[Records excerpted from a collection]
────────────────────────────────────────

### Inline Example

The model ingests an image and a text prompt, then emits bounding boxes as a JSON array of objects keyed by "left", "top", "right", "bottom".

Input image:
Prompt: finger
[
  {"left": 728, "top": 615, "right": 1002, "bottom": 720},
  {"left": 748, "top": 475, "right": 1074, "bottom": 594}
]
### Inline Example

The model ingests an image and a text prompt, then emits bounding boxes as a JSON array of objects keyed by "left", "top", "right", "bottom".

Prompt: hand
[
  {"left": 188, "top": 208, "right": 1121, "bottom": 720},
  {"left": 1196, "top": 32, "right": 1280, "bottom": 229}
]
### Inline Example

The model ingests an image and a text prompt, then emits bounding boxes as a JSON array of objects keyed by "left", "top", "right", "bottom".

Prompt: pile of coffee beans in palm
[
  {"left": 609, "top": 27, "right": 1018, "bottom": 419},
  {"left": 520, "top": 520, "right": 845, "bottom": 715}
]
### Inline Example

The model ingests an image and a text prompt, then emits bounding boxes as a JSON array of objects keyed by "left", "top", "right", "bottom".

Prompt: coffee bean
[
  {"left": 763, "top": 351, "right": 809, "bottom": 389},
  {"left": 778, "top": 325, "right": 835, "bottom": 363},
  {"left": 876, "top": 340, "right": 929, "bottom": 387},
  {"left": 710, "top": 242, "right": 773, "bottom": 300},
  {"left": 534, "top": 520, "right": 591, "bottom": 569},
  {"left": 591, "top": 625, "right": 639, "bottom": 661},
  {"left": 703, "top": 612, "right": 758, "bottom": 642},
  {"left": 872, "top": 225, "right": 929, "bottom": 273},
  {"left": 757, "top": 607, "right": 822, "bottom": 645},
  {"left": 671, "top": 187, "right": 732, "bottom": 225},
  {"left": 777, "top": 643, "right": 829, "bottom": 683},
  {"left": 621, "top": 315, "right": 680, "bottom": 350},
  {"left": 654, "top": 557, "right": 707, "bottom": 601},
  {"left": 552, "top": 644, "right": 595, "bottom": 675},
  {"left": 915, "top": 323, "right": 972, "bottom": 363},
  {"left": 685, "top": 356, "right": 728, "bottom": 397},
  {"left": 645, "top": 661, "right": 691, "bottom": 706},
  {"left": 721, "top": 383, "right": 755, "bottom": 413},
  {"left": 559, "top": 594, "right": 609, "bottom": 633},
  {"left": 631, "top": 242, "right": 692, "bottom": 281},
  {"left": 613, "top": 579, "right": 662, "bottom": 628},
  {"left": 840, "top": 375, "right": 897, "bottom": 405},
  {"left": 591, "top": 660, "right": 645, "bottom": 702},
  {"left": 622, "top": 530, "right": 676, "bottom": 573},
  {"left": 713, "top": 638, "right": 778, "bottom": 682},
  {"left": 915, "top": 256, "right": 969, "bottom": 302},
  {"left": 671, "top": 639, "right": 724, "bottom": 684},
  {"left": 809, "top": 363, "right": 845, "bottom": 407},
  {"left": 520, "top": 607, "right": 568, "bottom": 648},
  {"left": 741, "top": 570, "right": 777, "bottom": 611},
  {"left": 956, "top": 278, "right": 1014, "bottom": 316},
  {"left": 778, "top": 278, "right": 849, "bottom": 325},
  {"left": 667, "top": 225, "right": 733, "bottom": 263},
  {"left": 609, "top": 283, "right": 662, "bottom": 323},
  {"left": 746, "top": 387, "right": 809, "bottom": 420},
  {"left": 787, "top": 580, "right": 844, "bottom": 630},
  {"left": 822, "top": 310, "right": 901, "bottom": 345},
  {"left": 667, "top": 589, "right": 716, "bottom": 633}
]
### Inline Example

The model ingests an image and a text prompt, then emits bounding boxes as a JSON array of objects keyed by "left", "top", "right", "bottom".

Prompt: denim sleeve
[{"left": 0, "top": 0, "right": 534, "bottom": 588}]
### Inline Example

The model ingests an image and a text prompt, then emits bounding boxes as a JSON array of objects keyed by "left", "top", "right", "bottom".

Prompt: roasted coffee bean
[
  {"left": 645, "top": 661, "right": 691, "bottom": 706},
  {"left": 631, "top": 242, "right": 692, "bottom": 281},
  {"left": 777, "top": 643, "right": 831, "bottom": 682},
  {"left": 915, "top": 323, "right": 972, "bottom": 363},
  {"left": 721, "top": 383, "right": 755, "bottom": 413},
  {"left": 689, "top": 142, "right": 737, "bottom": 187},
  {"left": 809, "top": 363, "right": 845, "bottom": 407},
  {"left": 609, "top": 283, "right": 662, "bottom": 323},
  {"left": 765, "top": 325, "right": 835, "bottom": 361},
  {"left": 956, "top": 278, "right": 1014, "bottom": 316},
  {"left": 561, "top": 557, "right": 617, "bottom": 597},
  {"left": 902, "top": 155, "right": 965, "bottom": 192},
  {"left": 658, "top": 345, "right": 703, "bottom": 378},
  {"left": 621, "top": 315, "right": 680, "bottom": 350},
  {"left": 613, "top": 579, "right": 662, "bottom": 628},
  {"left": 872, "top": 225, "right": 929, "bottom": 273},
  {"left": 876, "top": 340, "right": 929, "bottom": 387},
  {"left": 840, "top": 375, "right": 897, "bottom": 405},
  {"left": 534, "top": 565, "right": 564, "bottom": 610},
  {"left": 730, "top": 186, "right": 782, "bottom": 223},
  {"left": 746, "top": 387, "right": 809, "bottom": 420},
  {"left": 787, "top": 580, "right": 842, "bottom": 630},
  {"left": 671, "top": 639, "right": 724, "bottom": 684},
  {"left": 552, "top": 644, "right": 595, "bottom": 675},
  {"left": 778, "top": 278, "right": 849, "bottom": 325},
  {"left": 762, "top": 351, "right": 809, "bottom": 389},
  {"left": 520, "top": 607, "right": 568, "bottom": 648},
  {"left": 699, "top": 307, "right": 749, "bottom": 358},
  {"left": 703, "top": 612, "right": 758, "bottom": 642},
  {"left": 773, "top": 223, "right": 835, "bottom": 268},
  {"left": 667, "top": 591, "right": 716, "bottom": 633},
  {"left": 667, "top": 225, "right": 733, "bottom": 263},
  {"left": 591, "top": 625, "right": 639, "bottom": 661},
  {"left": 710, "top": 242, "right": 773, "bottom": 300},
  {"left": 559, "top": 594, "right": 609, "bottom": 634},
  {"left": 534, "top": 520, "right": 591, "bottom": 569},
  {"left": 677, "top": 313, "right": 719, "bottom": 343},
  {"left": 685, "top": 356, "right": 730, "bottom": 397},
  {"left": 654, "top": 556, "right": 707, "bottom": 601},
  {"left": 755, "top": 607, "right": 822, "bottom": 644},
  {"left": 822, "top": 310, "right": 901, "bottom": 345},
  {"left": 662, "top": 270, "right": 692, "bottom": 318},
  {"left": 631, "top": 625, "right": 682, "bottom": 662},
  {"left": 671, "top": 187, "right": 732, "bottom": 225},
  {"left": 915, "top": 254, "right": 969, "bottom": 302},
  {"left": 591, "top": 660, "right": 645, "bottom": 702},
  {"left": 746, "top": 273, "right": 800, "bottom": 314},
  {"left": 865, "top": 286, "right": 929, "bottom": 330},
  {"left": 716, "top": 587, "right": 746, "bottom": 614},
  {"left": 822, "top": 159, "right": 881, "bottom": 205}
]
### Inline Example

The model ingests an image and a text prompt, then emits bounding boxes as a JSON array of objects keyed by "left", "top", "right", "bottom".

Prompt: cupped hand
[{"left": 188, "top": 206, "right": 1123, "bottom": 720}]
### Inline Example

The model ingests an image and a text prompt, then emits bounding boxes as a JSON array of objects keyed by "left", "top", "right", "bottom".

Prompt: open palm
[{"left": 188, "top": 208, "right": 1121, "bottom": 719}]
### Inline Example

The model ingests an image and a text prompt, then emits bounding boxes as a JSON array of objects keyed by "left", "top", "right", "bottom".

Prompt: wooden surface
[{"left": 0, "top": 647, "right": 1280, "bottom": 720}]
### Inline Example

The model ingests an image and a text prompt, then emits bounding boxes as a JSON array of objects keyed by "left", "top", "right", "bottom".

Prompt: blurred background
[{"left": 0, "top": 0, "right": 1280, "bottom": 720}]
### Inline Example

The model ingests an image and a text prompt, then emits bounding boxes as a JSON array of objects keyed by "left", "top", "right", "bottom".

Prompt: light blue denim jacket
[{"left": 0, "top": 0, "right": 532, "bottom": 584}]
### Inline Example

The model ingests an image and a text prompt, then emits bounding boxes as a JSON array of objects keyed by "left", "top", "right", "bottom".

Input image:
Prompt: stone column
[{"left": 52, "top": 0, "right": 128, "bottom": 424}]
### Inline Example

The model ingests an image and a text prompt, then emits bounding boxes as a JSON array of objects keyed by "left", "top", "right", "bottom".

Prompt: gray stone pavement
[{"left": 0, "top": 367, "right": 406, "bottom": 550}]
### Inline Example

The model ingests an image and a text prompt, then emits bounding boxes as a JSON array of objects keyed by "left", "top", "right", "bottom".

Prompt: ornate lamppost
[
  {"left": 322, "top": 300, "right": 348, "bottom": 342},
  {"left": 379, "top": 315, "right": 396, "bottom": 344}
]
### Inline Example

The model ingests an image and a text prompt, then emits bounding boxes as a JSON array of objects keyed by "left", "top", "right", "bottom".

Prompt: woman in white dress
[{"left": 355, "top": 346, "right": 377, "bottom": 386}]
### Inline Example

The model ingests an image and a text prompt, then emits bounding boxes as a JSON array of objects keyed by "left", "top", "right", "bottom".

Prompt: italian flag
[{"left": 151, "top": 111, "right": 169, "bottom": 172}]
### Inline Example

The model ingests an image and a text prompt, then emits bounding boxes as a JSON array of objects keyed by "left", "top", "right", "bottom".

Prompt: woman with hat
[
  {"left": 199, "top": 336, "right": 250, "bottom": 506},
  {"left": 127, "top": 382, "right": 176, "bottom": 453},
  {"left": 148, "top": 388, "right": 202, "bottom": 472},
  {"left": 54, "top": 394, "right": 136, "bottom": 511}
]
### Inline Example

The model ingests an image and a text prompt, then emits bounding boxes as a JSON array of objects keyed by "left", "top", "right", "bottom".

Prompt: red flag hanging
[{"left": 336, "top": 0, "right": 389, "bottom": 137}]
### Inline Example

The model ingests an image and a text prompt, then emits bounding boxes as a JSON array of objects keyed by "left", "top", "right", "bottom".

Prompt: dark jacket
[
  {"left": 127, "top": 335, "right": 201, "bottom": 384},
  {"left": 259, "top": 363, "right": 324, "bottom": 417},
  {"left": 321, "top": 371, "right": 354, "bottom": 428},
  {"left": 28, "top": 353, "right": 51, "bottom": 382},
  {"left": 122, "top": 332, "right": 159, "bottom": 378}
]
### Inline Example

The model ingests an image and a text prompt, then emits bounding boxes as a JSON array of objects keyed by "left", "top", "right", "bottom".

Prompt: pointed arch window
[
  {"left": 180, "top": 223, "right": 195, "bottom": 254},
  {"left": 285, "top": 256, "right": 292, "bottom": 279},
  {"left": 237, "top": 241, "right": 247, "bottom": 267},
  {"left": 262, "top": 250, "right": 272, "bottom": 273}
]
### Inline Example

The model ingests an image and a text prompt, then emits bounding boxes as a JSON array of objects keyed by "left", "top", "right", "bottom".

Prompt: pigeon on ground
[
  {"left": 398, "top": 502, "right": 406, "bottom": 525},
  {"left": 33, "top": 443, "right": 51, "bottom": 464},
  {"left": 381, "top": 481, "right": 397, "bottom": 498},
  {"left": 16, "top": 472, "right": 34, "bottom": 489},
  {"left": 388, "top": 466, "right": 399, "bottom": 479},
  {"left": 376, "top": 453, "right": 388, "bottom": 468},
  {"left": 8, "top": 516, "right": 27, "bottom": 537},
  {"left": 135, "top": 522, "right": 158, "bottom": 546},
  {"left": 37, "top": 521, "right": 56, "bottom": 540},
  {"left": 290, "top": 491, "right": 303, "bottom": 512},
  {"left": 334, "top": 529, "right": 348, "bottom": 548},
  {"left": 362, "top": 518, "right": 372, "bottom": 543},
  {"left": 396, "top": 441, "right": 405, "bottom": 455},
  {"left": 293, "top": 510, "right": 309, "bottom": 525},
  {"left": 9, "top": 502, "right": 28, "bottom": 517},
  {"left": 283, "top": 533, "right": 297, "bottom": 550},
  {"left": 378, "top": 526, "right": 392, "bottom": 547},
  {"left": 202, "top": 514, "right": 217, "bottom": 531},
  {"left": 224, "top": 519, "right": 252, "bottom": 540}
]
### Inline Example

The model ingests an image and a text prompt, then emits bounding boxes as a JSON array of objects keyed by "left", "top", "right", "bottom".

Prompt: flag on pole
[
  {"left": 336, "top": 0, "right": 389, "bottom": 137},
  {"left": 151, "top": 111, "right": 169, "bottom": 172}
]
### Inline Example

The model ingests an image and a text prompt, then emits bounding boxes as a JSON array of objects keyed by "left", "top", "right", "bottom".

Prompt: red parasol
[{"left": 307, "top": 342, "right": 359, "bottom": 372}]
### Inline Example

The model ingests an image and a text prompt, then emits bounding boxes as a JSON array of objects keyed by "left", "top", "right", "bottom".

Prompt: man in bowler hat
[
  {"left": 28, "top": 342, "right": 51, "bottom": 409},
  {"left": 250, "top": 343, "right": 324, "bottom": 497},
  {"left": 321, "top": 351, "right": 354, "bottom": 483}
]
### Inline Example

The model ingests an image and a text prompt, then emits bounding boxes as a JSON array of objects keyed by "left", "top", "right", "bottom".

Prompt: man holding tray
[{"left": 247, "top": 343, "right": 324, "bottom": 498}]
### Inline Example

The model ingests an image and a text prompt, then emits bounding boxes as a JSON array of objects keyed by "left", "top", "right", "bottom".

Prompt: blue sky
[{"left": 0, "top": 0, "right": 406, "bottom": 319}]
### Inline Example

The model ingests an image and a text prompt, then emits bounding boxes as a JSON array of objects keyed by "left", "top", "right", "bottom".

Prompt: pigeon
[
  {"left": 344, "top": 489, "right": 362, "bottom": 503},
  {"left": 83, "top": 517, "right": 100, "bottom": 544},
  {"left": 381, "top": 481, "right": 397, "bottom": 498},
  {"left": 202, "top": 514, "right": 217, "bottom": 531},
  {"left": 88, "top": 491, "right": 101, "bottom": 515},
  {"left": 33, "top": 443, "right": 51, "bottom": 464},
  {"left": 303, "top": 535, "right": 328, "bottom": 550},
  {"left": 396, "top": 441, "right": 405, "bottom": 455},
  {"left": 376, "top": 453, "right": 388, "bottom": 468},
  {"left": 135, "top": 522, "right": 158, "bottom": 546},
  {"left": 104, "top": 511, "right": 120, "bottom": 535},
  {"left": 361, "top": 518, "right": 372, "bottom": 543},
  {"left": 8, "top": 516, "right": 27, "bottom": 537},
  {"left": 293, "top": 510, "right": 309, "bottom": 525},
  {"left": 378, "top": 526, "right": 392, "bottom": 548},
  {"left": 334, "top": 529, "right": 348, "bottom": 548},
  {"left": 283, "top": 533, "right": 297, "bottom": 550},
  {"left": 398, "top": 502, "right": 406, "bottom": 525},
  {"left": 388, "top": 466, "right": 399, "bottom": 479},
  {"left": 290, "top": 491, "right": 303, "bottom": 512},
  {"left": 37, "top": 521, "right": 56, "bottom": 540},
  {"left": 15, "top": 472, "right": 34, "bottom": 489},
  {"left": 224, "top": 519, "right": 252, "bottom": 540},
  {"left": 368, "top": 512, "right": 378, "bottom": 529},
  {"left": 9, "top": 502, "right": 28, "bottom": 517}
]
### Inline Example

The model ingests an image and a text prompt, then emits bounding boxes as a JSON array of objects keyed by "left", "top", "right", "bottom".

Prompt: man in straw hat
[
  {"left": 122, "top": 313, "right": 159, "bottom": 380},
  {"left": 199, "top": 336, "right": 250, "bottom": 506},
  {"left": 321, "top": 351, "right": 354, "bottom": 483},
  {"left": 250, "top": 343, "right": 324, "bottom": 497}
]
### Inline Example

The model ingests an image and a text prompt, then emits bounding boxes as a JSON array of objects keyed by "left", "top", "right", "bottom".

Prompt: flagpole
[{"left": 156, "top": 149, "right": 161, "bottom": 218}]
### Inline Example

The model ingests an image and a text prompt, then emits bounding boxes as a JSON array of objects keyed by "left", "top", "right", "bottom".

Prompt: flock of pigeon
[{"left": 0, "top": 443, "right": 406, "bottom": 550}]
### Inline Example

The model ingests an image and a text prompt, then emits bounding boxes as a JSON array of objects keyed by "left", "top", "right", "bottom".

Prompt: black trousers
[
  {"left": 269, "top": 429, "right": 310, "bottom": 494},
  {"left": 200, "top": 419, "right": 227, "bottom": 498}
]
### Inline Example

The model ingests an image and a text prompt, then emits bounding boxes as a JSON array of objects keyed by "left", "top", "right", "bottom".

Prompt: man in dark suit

────────────────────────────────────────

▶ **Direction**
Please select every line of the rows above that contains the word "stone" and copy each one out.

▶ **Solved problem**
Prompt: stone column
Prompt: gray stone pavement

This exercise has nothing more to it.